# Kaynak Metin:
+ + + +

Plastik mamul ithalatı: 2016 yılının ilk 5 ayında 242 bin ton ve 1 milyar 228 milyon dolarlık plastik mamul ithal edilmiştir. Aynı trendle devamı halinde toplam plastik mamul ithalatının yıl sonunda 581 bin ton ve 2,95 milyar dolara erişebileceği ve 2015 yılına kıyasla miktar bazında %1 gerileyeceği ve değer bazında da % 3 artacağı tahmin edilmektedir.

2016 yılının ilk 5 ayında miktar ve değer bazında en yüksek ithalat 3920 GTİP nolu (plastikten diğer levha, yaprak, pelikül, varak ve lamlar) mamul grubunda gerçekleşmiştir. Bu GTİP no’da yer alan mamullerin ithalatı, toplam plastik mamul ithalatının miktar bazında % 43’ünü değer bazında da % 31’ini oluşturmuştur.

Ülkeler itibariyle plastik mamul ithalatı: Türkiye her yıl 100’ün üzerinde ülkeden plastik mamul ithalatı yapmaktadır. 2015 yılında 10 ülkeden yapılan ithalat, toplam ithalatın miktar bazında % 72’sini değer bazında da % 76’sını oluşturmuştur. 2016 yılının ilk 5 ayında da ilk 10 ülkenin toplam ithalattan aldığı pay miktar bazında % 73’e çıkmış, değer bazında da % 76 olarak sürmüştür.

2014 yılından bu yana Çin, plastik mamullerde en çok ithalatın yapıldığı ülke konumundadır. 2016 yılının ilk 5 ayında Çin’in toplam plastik mamul ithalatımızdan ton bazında % 27 ve değer bazında da % 20 pay aldığı ve Almanya, İtalya, Güney Kore ve Fransa’nın toplam plastik mamullerde Çin’den sonra en büyük ithalat yaptığımız ülkeler konumunu koruduğu görülmektedir.

+ + + +

# Veri Kayıtları:
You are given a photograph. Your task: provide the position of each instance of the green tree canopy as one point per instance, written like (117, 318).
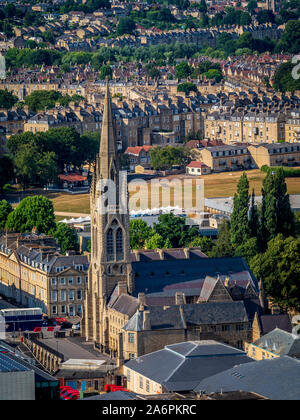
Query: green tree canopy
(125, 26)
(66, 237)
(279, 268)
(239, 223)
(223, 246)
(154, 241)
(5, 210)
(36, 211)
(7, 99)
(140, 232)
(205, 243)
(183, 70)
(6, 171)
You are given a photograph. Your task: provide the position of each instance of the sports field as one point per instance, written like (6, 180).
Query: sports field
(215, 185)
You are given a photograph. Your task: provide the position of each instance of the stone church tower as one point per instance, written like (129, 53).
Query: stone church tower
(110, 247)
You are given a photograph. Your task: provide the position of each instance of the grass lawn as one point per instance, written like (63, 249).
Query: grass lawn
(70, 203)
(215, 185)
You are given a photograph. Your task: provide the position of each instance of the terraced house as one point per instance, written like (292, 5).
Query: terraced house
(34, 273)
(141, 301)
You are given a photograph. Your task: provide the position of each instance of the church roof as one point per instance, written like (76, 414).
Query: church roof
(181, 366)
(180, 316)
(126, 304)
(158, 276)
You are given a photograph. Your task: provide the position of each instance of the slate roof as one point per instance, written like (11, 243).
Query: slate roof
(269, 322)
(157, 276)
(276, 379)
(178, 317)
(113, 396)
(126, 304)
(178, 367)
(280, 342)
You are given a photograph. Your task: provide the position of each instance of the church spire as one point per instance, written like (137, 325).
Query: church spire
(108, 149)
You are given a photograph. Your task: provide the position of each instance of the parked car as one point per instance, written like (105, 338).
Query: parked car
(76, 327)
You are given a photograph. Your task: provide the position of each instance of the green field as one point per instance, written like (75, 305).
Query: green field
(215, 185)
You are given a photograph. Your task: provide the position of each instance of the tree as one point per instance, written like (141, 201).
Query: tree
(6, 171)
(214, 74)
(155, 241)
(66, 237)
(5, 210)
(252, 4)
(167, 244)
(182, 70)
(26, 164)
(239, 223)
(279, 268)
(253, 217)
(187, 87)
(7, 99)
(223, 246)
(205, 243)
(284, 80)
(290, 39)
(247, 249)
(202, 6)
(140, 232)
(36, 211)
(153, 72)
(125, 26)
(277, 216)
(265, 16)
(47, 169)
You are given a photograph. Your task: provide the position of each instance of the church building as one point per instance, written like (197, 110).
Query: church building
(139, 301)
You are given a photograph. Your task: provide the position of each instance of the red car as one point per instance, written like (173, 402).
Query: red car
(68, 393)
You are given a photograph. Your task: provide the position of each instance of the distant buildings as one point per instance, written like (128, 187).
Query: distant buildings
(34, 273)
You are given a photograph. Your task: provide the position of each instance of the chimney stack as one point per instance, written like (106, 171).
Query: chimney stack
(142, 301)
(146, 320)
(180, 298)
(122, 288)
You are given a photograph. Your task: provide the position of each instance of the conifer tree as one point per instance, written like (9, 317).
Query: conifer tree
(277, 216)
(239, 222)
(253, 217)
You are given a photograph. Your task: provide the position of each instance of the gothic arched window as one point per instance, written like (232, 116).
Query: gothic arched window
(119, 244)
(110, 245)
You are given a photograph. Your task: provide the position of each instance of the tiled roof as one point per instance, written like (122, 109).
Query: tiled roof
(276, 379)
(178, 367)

+ + + +

# Alıştırma Seti:
1. Plastik mamul ithalatı metninde Çin'den sonra en büyük ithalat yapılan ülkeler olarak adı geçenleri sıralayın.
2. Plastik mamul ithalatı metnindeki "2014 yılından bu yana Çin, plastik mamullerde en çok ithalatın yapıldığı ülke konumundadır." cümlesini İngilizceye çevirin.
3. Lütfen plastik mamul ithalatı metninin devamını yazın.

# Cevap Listesi:
1. Almanya, İtalya, Güney Kore, Fransa

2. Since 2014, China has been the country from which the most plastic products are imported.

3.
Plastik mamul ihracatı: 2016 yılının ilk 5 ayında 648 bin ton ve 1 milyar 727 milyon dolarlık plastik mamul ihracatı yapılmıştır. Aynı trendle sürmesi halinde plastik mamul ihracatının yıl sonunda 1 milyon 556 bin tona ve 4,15 milyar dolara çıkması ve 2015 yılına kıyasla miktar bazında % 1 değer bazında da % 4 gerilemesi beklenmektedir.

2016 yılının ilk 5 ayında miktar ve değer bazında en büyük ihracat 3920 (plastikten diğer levha, yaprak, pelikül ve lamlar) ve 3923 (eşya taşıma ambalajı için plastik mamuller, tıpa, kapak, kapsül) GTİP’lerdeki mamul gruplarında gerçekleşmiştir. Bu GTİP gruplarında yer alan mamullerin ihracatı toplam plastik mamul ihracatının miktar bazında % 47’sini, değer bazında da % 42’sini oluşturmuştur.

Ülkeler itibariyle plastik mamul ihracatı: Türkiye, yaklaşık 150 ülkeye plastik mamuller ihraç etmektedir. 2015 yılında 10 ülke, toplam ihracattan miktar bazında % 46, değer bazında da % 45 pay alırken 2016 yılının ilk 5 ayında 10 ülkenin toplam ihracattan aldığı pay miktar bazında % 47’ye çıkmış değer bazında da % 45 olarak sürmüştür. 2016 yılının ilk 5 ayında, 2015 yılında olduğu gibi Irak, Almanya, İngiltere, Fransa ve İsrail en çok plastik mamul ihraç edilen dış pazarları oluşturmuştur.

Rusya Federasyonu 2015 yılında Türkiye plastik sektör ihracatında % 2,8 payla ilk 10 ihracat pazarı içinde yer alırken 2016 yılının ilk 5 ayında toplam ihracatımızdan % 1,16 pay alarak ihracat pazarımızda 25’inci sıraya inmiştir.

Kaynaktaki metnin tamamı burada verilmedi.